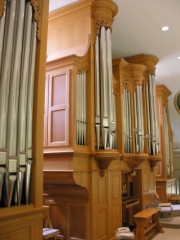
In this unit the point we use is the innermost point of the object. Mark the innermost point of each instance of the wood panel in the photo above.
(58, 108)
(23, 227)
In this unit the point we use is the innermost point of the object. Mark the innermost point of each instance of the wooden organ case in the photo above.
(165, 182)
(134, 133)
(96, 124)
(81, 186)
(23, 40)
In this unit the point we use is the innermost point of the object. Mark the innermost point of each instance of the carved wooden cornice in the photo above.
(82, 69)
(163, 91)
(134, 160)
(149, 61)
(104, 158)
(104, 12)
(37, 15)
(126, 83)
(138, 74)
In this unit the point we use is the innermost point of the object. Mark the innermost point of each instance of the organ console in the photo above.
(129, 196)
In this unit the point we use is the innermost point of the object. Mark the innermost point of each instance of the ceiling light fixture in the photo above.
(165, 28)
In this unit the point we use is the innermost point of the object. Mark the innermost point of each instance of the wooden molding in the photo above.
(104, 158)
(149, 61)
(153, 160)
(134, 160)
(104, 12)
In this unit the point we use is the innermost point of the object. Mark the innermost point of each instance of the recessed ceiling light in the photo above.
(165, 28)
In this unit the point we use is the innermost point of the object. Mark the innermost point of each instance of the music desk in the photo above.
(147, 223)
(175, 199)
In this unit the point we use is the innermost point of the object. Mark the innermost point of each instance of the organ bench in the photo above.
(147, 223)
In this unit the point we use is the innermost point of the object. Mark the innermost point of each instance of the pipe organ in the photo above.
(100, 122)
(81, 109)
(131, 78)
(151, 121)
(16, 104)
(165, 181)
(105, 119)
(22, 70)
(153, 133)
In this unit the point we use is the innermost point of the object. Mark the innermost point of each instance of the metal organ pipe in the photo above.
(152, 124)
(17, 67)
(81, 108)
(105, 124)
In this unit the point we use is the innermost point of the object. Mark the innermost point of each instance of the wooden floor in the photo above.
(169, 234)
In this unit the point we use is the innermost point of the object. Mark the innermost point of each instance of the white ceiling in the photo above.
(137, 30)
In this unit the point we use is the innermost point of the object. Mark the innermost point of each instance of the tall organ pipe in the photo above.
(104, 116)
(4, 97)
(14, 90)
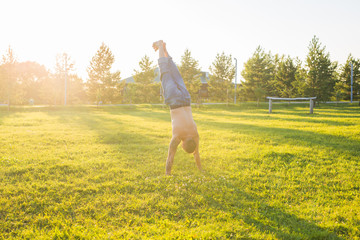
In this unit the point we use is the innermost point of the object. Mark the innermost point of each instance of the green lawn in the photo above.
(99, 173)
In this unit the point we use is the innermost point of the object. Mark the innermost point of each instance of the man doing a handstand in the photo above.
(178, 98)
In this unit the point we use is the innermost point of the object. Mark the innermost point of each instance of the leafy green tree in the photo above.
(8, 75)
(345, 77)
(64, 66)
(146, 90)
(222, 73)
(102, 83)
(258, 74)
(320, 80)
(285, 77)
(189, 70)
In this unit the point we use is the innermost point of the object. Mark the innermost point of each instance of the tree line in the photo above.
(263, 75)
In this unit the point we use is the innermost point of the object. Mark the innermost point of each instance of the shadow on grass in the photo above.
(279, 135)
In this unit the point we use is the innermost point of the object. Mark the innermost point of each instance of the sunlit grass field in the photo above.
(99, 173)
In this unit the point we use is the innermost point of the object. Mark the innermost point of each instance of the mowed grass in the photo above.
(98, 173)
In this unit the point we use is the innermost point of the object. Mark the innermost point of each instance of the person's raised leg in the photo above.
(161, 46)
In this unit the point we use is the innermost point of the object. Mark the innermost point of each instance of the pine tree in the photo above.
(222, 73)
(258, 75)
(320, 79)
(285, 77)
(102, 83)
(189, 70)
(345, 78)
(146, 90)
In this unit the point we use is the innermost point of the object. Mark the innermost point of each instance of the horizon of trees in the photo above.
(264, 74)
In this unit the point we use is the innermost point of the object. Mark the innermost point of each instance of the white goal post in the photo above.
(311, 99)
··········
## STATED PROBLEM
Reproduce the records word for word, from the line that contains "field in the photo above." up to and including the final line of the records.

## CORRECT OUTPUT
In this unit the point we use is the innermost point of the object. Mark the innermost point of each instance of the sunlit grass field in the photo above.
(99, 173)
In this unit the point we use is the innermost point of the object. Mark the innermost point of each instance of the mowed grass in the photo above.
(98, 173)
In this unit the point we use is the innermost point of the object. Mark the innermost point of each instance of the person's raised leg in the photo above.
(161, 46)
In this unit the point we use is the innermost point of the object. Mark the innermost point of each instance of the pine tree in the photo above.
(222, 73)
(258, 75)
(320, 79)
(285, 77)
(102, 83)
(189, 70)
(345, 78)
(146, 90)
In this unit the point we use is the innermost point of the object. Mark the innermost point of each instance of the horizon of trees in the photo above.
(264, 74)
In this unit the point we use is the innermost point of the object. Mark the innermost point of each instance of the white goal post in the photo above.
(311, 99)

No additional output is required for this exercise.